*Work order*. The reply has to contain each record exactly as written.

#### Data extracts

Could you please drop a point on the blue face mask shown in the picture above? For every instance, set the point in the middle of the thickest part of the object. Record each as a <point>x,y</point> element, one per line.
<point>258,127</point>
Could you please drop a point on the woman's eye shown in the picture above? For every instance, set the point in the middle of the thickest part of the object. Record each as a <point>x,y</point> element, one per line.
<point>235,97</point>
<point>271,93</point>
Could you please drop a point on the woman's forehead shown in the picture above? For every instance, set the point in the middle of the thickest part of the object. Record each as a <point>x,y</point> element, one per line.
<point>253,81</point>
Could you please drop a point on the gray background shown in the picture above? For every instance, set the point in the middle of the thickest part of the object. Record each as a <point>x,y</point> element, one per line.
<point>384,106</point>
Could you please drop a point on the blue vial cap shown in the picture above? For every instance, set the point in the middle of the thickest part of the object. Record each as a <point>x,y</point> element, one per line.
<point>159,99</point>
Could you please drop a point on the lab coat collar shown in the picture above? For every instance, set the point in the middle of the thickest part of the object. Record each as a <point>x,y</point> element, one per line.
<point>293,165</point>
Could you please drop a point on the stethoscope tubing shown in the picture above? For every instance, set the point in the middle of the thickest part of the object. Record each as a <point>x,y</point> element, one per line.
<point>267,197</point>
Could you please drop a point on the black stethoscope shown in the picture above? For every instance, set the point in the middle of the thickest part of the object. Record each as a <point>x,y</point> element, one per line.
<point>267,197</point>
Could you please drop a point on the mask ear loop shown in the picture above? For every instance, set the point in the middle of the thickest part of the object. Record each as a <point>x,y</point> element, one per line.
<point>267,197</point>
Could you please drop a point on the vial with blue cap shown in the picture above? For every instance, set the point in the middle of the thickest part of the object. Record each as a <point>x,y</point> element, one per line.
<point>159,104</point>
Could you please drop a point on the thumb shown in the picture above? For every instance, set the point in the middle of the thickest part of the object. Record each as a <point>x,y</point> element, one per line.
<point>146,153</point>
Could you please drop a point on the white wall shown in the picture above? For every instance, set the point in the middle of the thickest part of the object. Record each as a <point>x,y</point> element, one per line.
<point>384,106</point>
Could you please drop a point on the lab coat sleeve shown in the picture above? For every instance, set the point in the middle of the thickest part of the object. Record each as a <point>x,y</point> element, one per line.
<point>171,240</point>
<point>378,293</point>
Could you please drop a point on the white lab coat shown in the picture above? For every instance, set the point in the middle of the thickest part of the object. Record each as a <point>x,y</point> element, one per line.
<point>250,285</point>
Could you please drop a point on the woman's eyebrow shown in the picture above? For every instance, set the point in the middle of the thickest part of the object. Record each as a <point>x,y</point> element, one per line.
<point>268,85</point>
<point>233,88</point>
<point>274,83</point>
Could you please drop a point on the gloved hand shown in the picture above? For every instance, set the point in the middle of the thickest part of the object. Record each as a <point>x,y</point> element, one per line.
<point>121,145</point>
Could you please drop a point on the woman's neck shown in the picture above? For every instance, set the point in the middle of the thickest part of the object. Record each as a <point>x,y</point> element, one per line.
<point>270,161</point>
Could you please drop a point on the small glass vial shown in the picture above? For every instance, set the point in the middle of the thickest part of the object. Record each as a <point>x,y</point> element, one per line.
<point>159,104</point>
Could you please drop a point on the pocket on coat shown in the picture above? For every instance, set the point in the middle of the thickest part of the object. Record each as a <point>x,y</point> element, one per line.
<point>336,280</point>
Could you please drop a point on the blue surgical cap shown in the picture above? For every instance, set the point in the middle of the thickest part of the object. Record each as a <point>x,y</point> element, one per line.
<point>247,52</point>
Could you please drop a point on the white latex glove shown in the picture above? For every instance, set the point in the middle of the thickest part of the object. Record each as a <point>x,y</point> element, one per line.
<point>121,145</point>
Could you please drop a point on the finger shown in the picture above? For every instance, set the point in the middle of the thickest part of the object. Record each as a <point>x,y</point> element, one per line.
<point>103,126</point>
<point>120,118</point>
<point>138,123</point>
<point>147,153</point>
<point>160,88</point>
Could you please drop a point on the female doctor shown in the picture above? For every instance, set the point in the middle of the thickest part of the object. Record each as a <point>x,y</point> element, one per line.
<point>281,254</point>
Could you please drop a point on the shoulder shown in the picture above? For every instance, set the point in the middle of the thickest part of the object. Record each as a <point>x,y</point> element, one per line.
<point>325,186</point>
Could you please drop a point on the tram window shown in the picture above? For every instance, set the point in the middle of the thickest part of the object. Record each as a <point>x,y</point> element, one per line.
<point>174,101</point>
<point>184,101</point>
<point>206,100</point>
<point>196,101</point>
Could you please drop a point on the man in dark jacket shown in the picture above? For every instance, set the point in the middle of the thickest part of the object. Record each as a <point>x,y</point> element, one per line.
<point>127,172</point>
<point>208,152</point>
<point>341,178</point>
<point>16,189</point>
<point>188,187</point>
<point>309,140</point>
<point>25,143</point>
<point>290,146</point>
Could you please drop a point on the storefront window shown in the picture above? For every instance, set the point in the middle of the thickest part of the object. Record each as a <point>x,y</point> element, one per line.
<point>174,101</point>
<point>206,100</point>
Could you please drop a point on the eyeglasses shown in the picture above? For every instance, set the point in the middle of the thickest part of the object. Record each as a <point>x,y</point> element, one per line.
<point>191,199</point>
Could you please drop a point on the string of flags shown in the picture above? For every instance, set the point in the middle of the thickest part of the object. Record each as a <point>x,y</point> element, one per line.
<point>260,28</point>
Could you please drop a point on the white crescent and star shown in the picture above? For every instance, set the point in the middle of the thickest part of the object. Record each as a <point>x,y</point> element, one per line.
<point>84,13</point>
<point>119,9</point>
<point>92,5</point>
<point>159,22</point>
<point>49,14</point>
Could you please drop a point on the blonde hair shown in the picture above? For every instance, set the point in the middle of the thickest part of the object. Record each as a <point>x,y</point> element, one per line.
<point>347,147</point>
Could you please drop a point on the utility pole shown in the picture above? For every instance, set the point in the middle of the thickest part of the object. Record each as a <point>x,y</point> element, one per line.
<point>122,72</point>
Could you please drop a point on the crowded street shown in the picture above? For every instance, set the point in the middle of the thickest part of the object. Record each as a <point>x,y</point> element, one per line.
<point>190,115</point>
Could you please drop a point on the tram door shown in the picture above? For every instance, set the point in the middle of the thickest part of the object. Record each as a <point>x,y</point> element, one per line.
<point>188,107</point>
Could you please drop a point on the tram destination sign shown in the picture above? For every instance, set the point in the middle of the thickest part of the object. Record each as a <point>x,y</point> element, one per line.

########

*Exercise response*.
Could you please drop a point on the blue face mask shown in the picture above? For every instance, set the point in the middle of the thickest part of the object. Record each as a <point>x,y</point> element, one per line.
<point>258,127</point>
Could you please drop a point on the woman's eye shown in the picture above? For every instance, set the point in the middle of the thickest part of the object. Record each as a <point>x,y</point> element, one per line.
<point>235,97</point>
<point>271,93</point>
Could you please drop a point on the woman's forehead shown in the picture above? For every instance, set the point in the middle of the thickest part of the object. Record each as a <point>x,y</point> element, one per line.
<point>253,81</point>
Could you please drop a point on the gray background shown in the picture above? For every instance, set the point in the middle of the thickest part of the object. Record each as a <point>x,y</point> element, one per line.
<point>384,106</point>
Could you please drop a point on the blue vial cap shown in the picture above? For every instance, set the point in the middle of the thickest part of the object. Record each as a <point>x,y</point> element, one per line.
<point>159,99</point>
Could you please drop a point on the lab coat collar shown in the picture above? For every instance, set the point in the middle of the thickest part of the object. Record each as a <point>x,y</point> element, one per line.
<point>293,165</point>
Could you please drop a point on the stethoscope tubing shown in the picture above? For every instance, set the point in the middle of the thickest part of the object. Record each as a <point>x,y</point> element, one per line.
<point>267,197</point>
Could you please drop a point on the black stethoscope shown in the picture above? For every instance, set the point in the middle of the thickest part of the object. Record each as a <point>x,y</point> element, one per line.
<point>267,197</point>
Could you please drop a point on the mask ear loop shown in the picture above? For every instance, set the point in the middle of the thickest part of the object. Record each as a <point>x,y</point> element, one per line.
<point>267,197</point>
Could you please drop a point on the vial with blue cap shown in the picture above? For every instance, set the point in the middle of the thickest part of the object. Record each as a <point>x,y</point> element, one per line.
<point>159,104</point>
Could you please drop a point on the thumb shown in the picture above? For every instance, set the point in the middle of the thickest part of the object. Record each as a <point>x,y</point> element, one per line.
<point>146,153</point>
Could you please drop a point on the white wall shown in the picture above? For every instance, set the point in the middle of the thickest part of the object. Record each as a <point>x,y</point> element, one per line.
<point>384,106</point>
Could you please drop a point on the lab coat sleeve shown in the picture above? For every instance, set the point in the middle of the thickest part of the object. Record each as a <point>x,y</point> element, one per line.
<point>171,240</point>
<point>378,293</point>
Could you please drop a point on the white lab coat shown in the picture above? For every instance, set the point in the middle of the thickest part of the object. Record each as a <point>x,y</point> element, one per line.
<point>250,285</point>
Could you please drop a point on the woman's eyebrow shown in the picture above? For every instance, set the point in the middle of the thickest part of the object. Record each as a <point>x,y</point> element, one per line.
<point>268,85</point>
<point>233,88</point>
<point>274,83</point>
Could you please drop a point on the gloved hand shown in the picture above? For every instance, set the point in the middle of the thickest part of the object. Record each as a <point>x,y</point> element, one per line.
<point>121,145</point>
Could you please drop a point on the woman's neck shown in the picture above? For every instance, set the point in the middle of the thickest part of the object. Record each as a <point>x,y</point> element, one per line.
<point>270,161</point>
Could you please drop a point on the small glass vial shown in the picture above? For every instance, set the point in the middle of the thickest part of the object. Record each as a <point>x,y</point> element, one per line.
<point>159,104</point>
Could you please drop a point on the pocket on coat shown in the picture above? For every instance, set the point in the middle of the thickest part of the object. Record each as a <point>x,y</point> element, one per line.
<point>336,280</point>
Could you please drop a point on the blue surgical cap shown in the picture above? For every instance, set the point in the middle of the thickest part of the object. Record each as a <point>x,y</point> element, one per line.
<point>247,52</point>
Could you please drop a point on the white latex glove shown in the picture above? For every instance, set the point in the middle of the thickest part of the object. Record each as a <point>x,y</point> element, one per line.
<point>121,145</point>
Could you please drop a point on the finger shown in the picture above? For every instance, set the point in the middle of the thickest part of the object. Record each as a <point>x,y</point> element, one per line.
<point>103,126</point>
<point>120,118</point>
<point>138,123</point>
<point>147,153</point>
<point>160,88</point>
Could you please drop a point on the female doctor shown in the picture above? For every instance, set the point in the middle of the thickest part of the object. Record each as a <point>x,y</point> element, one per line.
<point>281,254</point>
Could you please drop a point on the shoulder shown in the picture above? For every instance, set the point in the middle of the thickest part of the object. Record each as a <point>x,y</point> element, one per line.
<point>325,186</point>
Could you please drop a point on the tram window shown in the picture above? For every instance, set the point in the middle of the thickest part of the object. Record each as a <point>x,y</point> element, one per line.
<point>174,101</point>
<point>184,101</point>
<point>206,100</point>
<point>196,101</point>
Could you please drop a point on the man in dark jacket shown in the picture above? For every instance, set the point in the middle of the thickest part of the object. Record each as a <point>x,y</point> element, one per line.
<point>127,172</point>
<point>208,152</point>
<point>341,178</point>
<point>16,189</point>
<point>188,187</point>
<point>309,140</point>
<point>25,143</point>
<point>290,146</point>
Could you please drop a point on the storefront window shown in the picture above? For every instance, set the point in the middle of the thickest part of the object. Record each as a <point>x,y</point> element, one per line.
<point>174,101</point>
<point>206,100</point>
Could you please drop a point on the eyeglasses shown in the picture above? For every instance, set the point in the middle of the thickest part of the object. Record each as a <point>x,y</point> element, one per line.
<point>191,199</point>
Could you please drop a point on the string of flags shown in the picture above? For every instance, set the point in the middle of the thickest part of the object. Record each as a <point>x,y</point> element, one per line.
<point>260,28</point>
Could you please drop a point on the white crescent and star shown in the picture above? For every instance, set the point in the middle of the thickest part of the object. Record each as a <point>x,y</point> element, one per line.
<point>84,13</point>
<point>119,9</point>
<point>92,5</point>
<point>159,22</point>
<point>49,14</point>
Could you please drop a point on the blonde hair shown in the picture above? For every instance, set the point in the middle of the thickest part of the object. Record each as a <point>x,y</point> element, one per line.
<point>347,147</point>
Could you please drop a point on the utility pole shown in the picture above? For every instance, set the point in the middle of the thickest part of the object. Record each as a <point>x,y</point> element, one per line.
<point>122,72</point>
Could you please drop a point on the crowded street shown in the picture above? For every instance, set the point in the middle of the thickest part of the object. Record each as a <point>x,y</point> element, one per line.
<point>190,115</point>
Could you please drop a point on the tram door shown in the picture above? For every instance, set the point in the middle of the thickest part of the object. Record each as a <point>x,y</point> element, one per line.
<point>188,107</point>
Could you please drop a point on the tram destination sign shown in the picture above? For every instance, set the point in the middle of the thickest part of the object. Record each as a <point>x,y</point> element, one per line.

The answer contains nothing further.